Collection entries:
-- -- --

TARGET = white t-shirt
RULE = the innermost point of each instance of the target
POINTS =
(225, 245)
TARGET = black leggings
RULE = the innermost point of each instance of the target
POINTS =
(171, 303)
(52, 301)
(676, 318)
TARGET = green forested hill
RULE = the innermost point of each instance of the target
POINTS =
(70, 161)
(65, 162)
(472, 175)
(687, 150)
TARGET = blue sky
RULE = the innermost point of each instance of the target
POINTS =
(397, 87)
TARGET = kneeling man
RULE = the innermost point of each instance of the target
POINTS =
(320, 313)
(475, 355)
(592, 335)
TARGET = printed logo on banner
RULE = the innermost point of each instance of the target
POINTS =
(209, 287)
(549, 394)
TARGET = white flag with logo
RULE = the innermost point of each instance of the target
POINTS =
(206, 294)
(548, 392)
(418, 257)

-- -- --

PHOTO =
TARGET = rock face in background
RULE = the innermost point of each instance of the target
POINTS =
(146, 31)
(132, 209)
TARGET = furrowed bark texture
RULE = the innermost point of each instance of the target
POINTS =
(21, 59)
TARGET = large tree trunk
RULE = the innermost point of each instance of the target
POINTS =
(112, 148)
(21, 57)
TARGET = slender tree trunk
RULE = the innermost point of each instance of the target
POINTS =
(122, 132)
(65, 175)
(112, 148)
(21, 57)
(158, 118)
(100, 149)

-- -- --

Task brief: Copy every line from the data that includes the string "trunk".

Solution to this exercise:
TARGET = large tree trunk
TARGET = slender tree trunk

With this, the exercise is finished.